## STUDY QUESTIONS
1 – In the article on crowdsourcing malaria diagnosis, how many new malaria cases occur worldwide each day?
2 – Continue the article on crowdsourcing malaria diagnosis from where it stops.

## DOCUMENT EXTRACT
How To Help Malaria Sufferers Without Using Patents: Crowdsourcing Diagnosis

from the working-together dept

A little while back we wrote about Nathan Myhrvold’s sniffy comment that if you’re not doing anything to help people suffering from malaria, you have no right to criticize his patent troll operation, Intellectual Ventures. As we also noted, this argument is rather undermined by the fact that his research involves such deeply impractical solutions as “photonic fences” and using magnets to make mosquitoes explode.

If lives are to be saved here and now, and not in some patent-encumbered fantasy world tomorrow, what we need is a rather different approach that works with resources that are available and cheap today. Perhaps a crowdsourced solution like this:

Background: There are 600,000 new malaria cases daily worldwide. The gold standard for estimating the parasite burden and the corresponding severity of the disease consists in manually counting the number of parasites in blood smears through a microscope, a process that can take more than 20 minutes of an expert microscopist’s time.

## INFORMATION PROVIDED
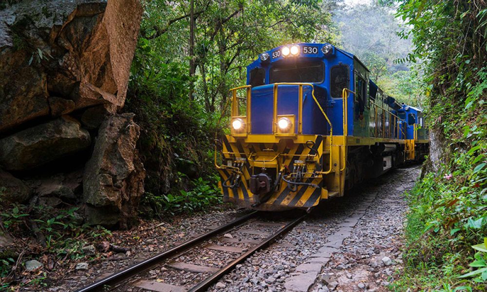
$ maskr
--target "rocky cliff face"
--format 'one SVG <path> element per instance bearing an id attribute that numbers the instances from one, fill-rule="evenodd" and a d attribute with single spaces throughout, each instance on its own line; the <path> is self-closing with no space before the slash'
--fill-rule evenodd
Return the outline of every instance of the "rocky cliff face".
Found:
<path id="1" fill-rule="evenodd" d="M 82 207 L 88 222 L 128 226 L 145 174 L 135 148 L 138 126 L 133 115 L 117 112 L 139 0 L 11 2 L 0 4 L 4 199 L 67 200 Z M 111 212 L 96 211 L 107 206 Z"/>

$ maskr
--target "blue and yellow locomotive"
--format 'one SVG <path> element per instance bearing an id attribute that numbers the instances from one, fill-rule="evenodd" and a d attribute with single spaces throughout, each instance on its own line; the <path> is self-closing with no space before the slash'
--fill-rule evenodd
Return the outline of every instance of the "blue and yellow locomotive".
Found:
<path id="1" fill-rule="evenodd" d="M 263 53 L 232 93 L 222 146 L 224 200 L 258 210 L 309 209 L 427 153 L 422 111 L 399 104 L 353 55 L 330 44 Z"/>

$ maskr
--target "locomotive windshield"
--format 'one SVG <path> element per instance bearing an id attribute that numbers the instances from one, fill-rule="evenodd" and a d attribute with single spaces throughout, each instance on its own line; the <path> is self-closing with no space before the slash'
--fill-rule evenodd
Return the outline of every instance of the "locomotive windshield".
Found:
<path id="1" fill-rule="evenodd" d="M 250 82 L 252 87 L 265 84 L 265 70 L 264 68 L 254 68 L 250 71 Z"/>
<path id="2" fill-rule="evenodd" d="M 284 64 L 271 69 L 270 83 L 305 82 L 319 83 L 325 77 L 325 65 L 321 62 Z"/>

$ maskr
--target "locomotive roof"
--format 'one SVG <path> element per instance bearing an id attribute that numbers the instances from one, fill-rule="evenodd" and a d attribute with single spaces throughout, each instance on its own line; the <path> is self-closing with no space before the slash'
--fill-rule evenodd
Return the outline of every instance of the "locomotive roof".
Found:
<path id="1" fill-rule="evenodd" d="M 346 51 L 342 50 L 341 49 L 339 49 L 339 48 L 337 48 L 337 47 L 336 47 L 335 46 L 334 46 L 333 45 L 332 45 L 332 44 L 330 44 L 329 43 L 300 42 L 300 43 L 291 43 L 291 44 L 284 44 L 284 45 L 282 45 L 281 46 L 279 46 L 278 47 L 276 47 L 275 48 L 273 48 L 272 49 L 271 49 L 270 50 L 269 50 L 268 51 L 266 51 L 265 52 L 265 53 L 266 53 L 268 54 L 269 54 L 269 55 L 272 55 L 272 52 L 276 52 L 276 51 L 279 51 L 279 50 L 280 50 L 283 47 L 285 47 L 285 46 L 292 46 L 293 45 L 305 45 L 305 46 L 306 46 L 306 45 L 308 45 L 308 46 L 318 46 L 319 47 L 320 49 L 321 49 L 321 47 L 322 47 L 323 46 L 324 46 L 325 45 L 329 45 L 331 46 L 335 49 L 335 50 L 336 51 L 339 52 L 340 53 L 341 53 L 342 54 L 342 55 L 348 57 L 350 59 L 352 59 L 353 60 L 355 60 L 355 61 L 356 61 L 359 64 L 360 64 L 360 65 L 361 65 L 362 66 L 363 66 L 365 69 L 366 70 L 367 70 L 369 72 L 370 72 L 370 70 L 369 70 L 369 69 L 367 67 L 367 66 L 365 66 L 365 65 L 363 63 L 362 63 L 362 61 L 360 61 L 360 59 L 359 59 L 358 58 L 357 58 L 355 55 L 354 55 L 354 54 L 352 54 L 352 53 L 350 53 L 349 52 L 347 52 Z M 311 56 L 311 57 L 322 57 Z M 279 60 L 278 60 L 278 61 L 279 61 Z M 258 58 L 257 59 L 255 59 L 254 61 L 254 62 L 253 62 L 251 64 L 250 64 L 250 65 L 249 65 L 247 66 L 247 68 L 249 68 L 249 69 L 253 68 L 256 67 L 257 66 L 260 65 L 260 63 L 261 63 L 260 60 L 259 59 L 259 58 Z"/>

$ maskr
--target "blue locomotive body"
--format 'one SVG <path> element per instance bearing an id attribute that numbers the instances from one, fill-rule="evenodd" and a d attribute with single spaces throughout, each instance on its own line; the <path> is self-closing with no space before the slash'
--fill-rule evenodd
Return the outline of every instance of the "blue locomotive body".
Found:
<path id="1" fill-rule="evenodd" d="M 309 208 L 421 159 L 429 145 L 422 110 L 399 104 L 369 75 L 356 56 L 328 43 L 261 54 L 247 67 L 247 85 L 231 90 L 224 163 L 215 157 L 225 200 L 262 210 Z"/>

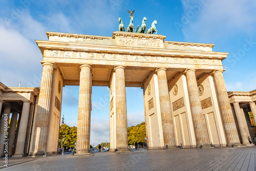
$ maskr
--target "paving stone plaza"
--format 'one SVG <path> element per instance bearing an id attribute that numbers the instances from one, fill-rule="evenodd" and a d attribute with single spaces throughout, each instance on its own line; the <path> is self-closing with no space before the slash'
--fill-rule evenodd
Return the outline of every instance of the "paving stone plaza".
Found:
<path id="1" fill-rule="evenodd" d="M 135 151 L 134 150 L 134 152 Z M 3 170 L 255 170 L 256 146 L 150 150 L 133 153 L 10 159 Z M 3 159 L 1 159 L 3 163 Z"/>

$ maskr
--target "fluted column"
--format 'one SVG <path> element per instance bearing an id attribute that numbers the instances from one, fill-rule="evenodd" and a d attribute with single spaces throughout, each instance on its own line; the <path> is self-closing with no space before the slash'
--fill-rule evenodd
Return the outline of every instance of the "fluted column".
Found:
<path id="1" fill-rule="evenodd" d="M 176 147 L 175 137 L 166 71 L 165 68 L 159 68 L 156 70 L 158 81 L 164 143 L 164 145 L 168 145 L 168 147 L 172 148 Z"/>
<path id="2" fill-rule="evenodd" d="M 221 113 L 227 133 L 228 145 L 232 145 L 233 144 L 239 145 L 241 143 L 225 85 L 223 72 L 222 70 L 216 70 L 212 73 L 214 75 Z"/>
<path id="3" fill-rule="evenodd" d="M 12 146 L 13 145 L 13 143 L 14 142 L 14 136 L 15 135 L 17 116 L 18 111 L 13 111 L 8 133 L 8 156 L 12 155 Z"/>
<path id="4" fill-rule="evenodd" d="M 3 154 L 4 149 L 5 148 L 5 144 L 4 143 L 8 143 L 8 140 L 5 140 L 8 139 L 7 132 L 6 131 L 7 130 L 8 127 L 10 112 L 11 106 L 5 107 L 4 110 L 3 118 L 1 118 L 1 124 L 0 125 L 0 156 Z"/>
<path id="5" fill-rule="evenodd" d="M 2 100 L 0 100 L 0 114 L 1 113 L 2 107 L 3 106 L 3 103 L 4 103 L 4 101 Z"/>
<path id="6" fill-rule="evenodd" d="M 18 133 L 18 139 L 17 139 L 17 144 L 16 145 L 16 151 L 14 156 L 22 156 L 24 154 L 24 146 L 25 145 L 27 127 L 28 127 L 28 120 L 29 118 L 30 103 L 30 101 L 23 101 L 20 124 Z"/>
<path id="7" fill-rule="evenodd" d="M 30 155 L 41 155 L 46 152 L 46 143 L 49 123 L 52 81 L 54 65 L 42 64 L 42 75 L 40 87 L 32 152 Z"/>
<path id="8" fill-rule="evenodd" d="M 116 73 L 116 148 L 118 151 L 128 150 L 126 98 L 123 67 L 114 68 Z"/>
<path id="9" fill-rule="evenodd" d="M 252 113 L 252 116 L 253 117 L 253 119 L 254 120 L 254 123 L 256 123 L 256 105 L 253 101 L 251 101 L 249 104 L 251 113 Z"/>
<path id="10" fill-rule="evenodd" d="M 239 130 L 240 131 L 240 134 L 243 141 L 242 143 L 243 144 L 249 144 L 249 142 L 248 142 L 247 134 L 246 134 L 245 125 L 244 124 L 244 120 L 241 113 L 239 102 L 235 102 L 233 103 L 233 105 L 234 106 L 234 113 L 236 113 L 236 116 L 237 116 L 238 126 L 239 127 Z"/>
<path id="11" fill-rule="evenodd" d="M 197 146 L 201 145 L 209 146 L 209 138 L 198 93 L 195 72 L 195 70 L 188 70 L 185 71 L 187 76 L 187 88 L 197 139 Z"/>
<path id="12" fill-rule="evenodd" d="M 91 129 L 91 100 L 92 94 L 92 67 L 80 66 L 78 120 L 77 122 L 77 152 L 88 153 L 90 149 Z"/>

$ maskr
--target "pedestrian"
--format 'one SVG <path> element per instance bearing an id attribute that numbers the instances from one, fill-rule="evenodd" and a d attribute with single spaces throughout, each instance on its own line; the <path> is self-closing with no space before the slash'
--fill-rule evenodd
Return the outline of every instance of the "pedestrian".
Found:
<path id="1" fill-rule="evenodd" d="M 250 138 L 250 136 L 248 136 L 248 140 L 249 140 L 249 142 L 250 143 L 250 144 L 251 144 L 251 143 L 252 142 L 251 142 L 251 139 Z"/>
<path id="2" fill-rule="evenodd" d="M 100 144 L 99 145 L 99 152 L 100 152 L 100 150 L 101 149 L 101 145 Z"/>
<path id="3" fill-rule="evenodd" d="M 253 138 L 253 142 L 254 142 L 255 145 L 256 145 L 256 137 Z"/>

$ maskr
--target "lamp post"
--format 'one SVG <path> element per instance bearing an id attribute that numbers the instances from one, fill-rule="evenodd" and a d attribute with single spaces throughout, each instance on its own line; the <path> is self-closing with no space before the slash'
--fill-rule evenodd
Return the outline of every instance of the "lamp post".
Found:
<path id="1" fill-rule="evenodd" d="M 63 115 L 63 117 L 62 118 L 62 121 L 61 121 L 61 136 L 60 139 L 62 139 L 62 128 L 63 128 L 63 124 L 64 124 L 64 115 Z M 62 145 L 61 145 L 61 148 L 62 149 L 62 156 L 63 156 L 63 155 L 64 155 L 64 148 L 63 147 L 64 141 L 62 140 L 62 141 L 63 141 L 63 144 L 62 144 Z"/>

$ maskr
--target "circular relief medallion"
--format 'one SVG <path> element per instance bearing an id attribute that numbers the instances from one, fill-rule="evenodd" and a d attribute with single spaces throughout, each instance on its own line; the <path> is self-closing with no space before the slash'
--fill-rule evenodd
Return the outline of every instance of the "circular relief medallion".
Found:
<path id="1" fill-rule="evenodd" d="M 199 96 L 202 96 L 204 93 L 204 87 L 202 84 L 200 84 L 198 86 L 198 93 L 199 93 Z"/>
<path id="2" fill-rule="evenodd" d="M 150 85 L 150 83 L 148 83 L 148 84 L 147 85 L 147 95 L 150 95 L 151 93 L 151 86 Z"/>
<path id="3" fill-rule="evenodd" d="M 61 90 L 61 83 L 60 83 L 60 81 L 59 81 L 59 83 L 58 84 L 58 92 L 59 94 L 60 93 L 60 91 Z"/>
<path id="4" fill-rule="evenodd" d="M 174 94 L 175 95 L 177 95 L 177 94 L 178 94 L 178 85 L 177 84 L 176 84 L 175 85 L 174 85 L 173 92 L 174 93 Z"/>

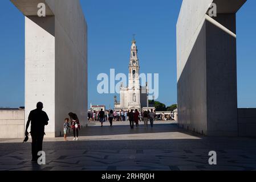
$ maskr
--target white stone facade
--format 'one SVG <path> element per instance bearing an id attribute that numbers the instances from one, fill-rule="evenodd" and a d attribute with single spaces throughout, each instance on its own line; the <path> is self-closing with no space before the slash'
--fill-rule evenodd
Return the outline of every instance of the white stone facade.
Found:
<path id="1" fill-rule="evenodd" d="M 136 42 L 132 41 L 131 47 L 130 60 L 129 64 L 128 85 L 124 86 L 123 84 L 120 89 L 120 103 L 116 102 L 115 110 L 141 110 L 147 106 L 146 93 L 142 93 L 140 84 L 140 64 L 138 59 L 138 50 Z M 146 103 L 144 103 L 146 102 Z"/>

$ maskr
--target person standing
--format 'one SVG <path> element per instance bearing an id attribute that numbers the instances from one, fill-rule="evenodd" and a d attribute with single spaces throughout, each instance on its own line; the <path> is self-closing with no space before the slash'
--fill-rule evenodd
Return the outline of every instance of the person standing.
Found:
<path id="1" fill-rule="evenodd" d="M 134 113 L 133 110 L 132 109 L 128 113 L 128 119 L 130 122 L 131 129 L 133 129 L 134 127 Z"/>
<path id="2" fill-rule="evenodd" d="M 127 111 L 124 111 L 124 121 L 127 121 Z"/>
<path id="3" fill-rule="evenodd" d="M 148 114 L 148 117 L 149 118 L 149 122 L 151 127 L 153 127 L 155 118 L 155 113 L 153 112 L 153 109 L 151 109 L 151 112 Z"/>
<path id="4" fill-rule="evenodd" d="M 140 120 L 140 113 L 137 109 L 135 109 L 135 113 L 134 113 L 134 121 L 136 125 L 136 127 L 139 127 L 139 120 Z"/>
<path id="5" fill-rule="evenodd" d="M 148 127 L 148 114 L 147 110 L 144 110 L 143 112 L 143 121 L 144 122 L 144 125 L 145 126 Z"/>
<path id="6" fill-rule="evenodd" d="M 109 114 L 108 118 L 109 119 L 110 126 L 111 127 L 113 125 L 113 118 L 114 117 L 114 114 L 112 110 L 111 110 Z"/>
<path id="7" fill-rule="evenodd" d="M 103 111 L 103 109 L 100 109 L 100 111 L 99 113 L 99 117 L 100 118 L 100 122 L 101 123 L 101 127 L 103 126 L 103 121 L 105 117 L 105 113 Z"/>
<path id="8" fill-rule="evenodd" d="M 37 162 L 38 153 L 43 150 L 43 136 L 45 135 L 44 126 L 48 123 L 49 118 L 46 113 L 43 111 L 43 103 L 39 102 L 36 104 L 36 109 L 30 111 L 26 125 L 25 135 L 27 137 L 29 136 L 27 129 L 31 122 L 32 162 Z"/>
<path id="9" fill-rule="evenodd" d="M 116 121 L 116 111 L 115 110 L 114 110 L 113 115 L 114 115 L 114 121 Z"/>
<path id="10" fill-rule="evenodd" d="M 80 130 L 79 119 L 76 114 L 70 113 L 68 115 L 70 117 L 71 122 L 71 128 L 73 130 L 74 139 L 73 140 L 78 140 L 78 129 Z"/>

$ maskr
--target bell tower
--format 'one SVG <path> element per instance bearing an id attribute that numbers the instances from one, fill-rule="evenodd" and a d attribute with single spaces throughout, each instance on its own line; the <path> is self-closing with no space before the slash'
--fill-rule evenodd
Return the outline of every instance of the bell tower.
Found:
<path id="1" fill-rule="evenodd" d="M 140 64 L 138 59 L 138 50 L 135 39 L 132 42 L 131 47 L 130 61 L 129 64 L 129 84 L 130 89 L 140 89 Z"/>

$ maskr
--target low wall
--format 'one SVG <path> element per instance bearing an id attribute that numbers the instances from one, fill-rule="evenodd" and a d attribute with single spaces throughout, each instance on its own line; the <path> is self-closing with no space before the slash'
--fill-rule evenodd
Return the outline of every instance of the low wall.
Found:
<path id="1" fill-rule="evenodd" d="M 0 110 L 0 138 L 24 137 L 24 110 Z"/>
<path id="2" fill-rule="evenodd" d="M 256 109 L 238 109 L 239 136 L 256 136 Z"/>

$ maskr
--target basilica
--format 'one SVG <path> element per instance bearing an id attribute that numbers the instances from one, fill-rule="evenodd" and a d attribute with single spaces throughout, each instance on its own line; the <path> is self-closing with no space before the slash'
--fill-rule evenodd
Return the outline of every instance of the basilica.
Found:
<path id="1" fill-rule="evenodd" d="M 131 47 L 130 60 L 128 67 L 128 85 L 121 85 L 120 102 L 115 96 L 115 110 L 128 110 L 138 109 L 147 106 L 147 86 L 141 86 L 140 83 L 140 64 L 136 42 L 133 39 Z"/>

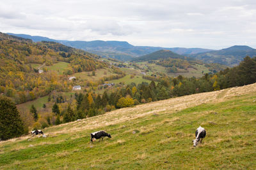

## ANSWERS FOR THE TASKS
1 – 600,000 new malaria cases occur daily worldwide.

2 –
Objective: This research tests the feasibility of a crowdsourced approach to malaria image analysis. In particular, we investigated whether anonymous volunteers with no prior experience would be able to count malaria parasites in digitized images of thick blood smears by playing a Web-based game.

Digitized blood sample images were placed on a Web site, and then people were invited to count the parasites in each. A special algorithm was used to combine the analyses from several visitors to produce a better collective detection rate. It seems to work:

Results: Over 1 month, anonymous players from 95 countries played more than 12,000 games and generated a database of more than 270,000 clicks on the test images. Results revealed that combining 22 games from nonexpert players achieved a parasite counting accuracy higher than 99%. This performance could be obtained also by combining 13 games from players trained for 1 minute.

That’s pretty impressive. And unlike bonkers ideas such as “photonic fences”, this crowdsourced approach requires little beyond bandwidth for distributing images and enough people participating. Putting the two together potentially allows huge numbers of blood samples to be checked for the presence of malaria infection with high accuracy once the system has been refined to include additional factors like parasite species and growth stages. That makes this approach scalable — crucially important when there are over half a million new cases of malaria each year. The same can hardly said about using magnets to make mosquitoes explode.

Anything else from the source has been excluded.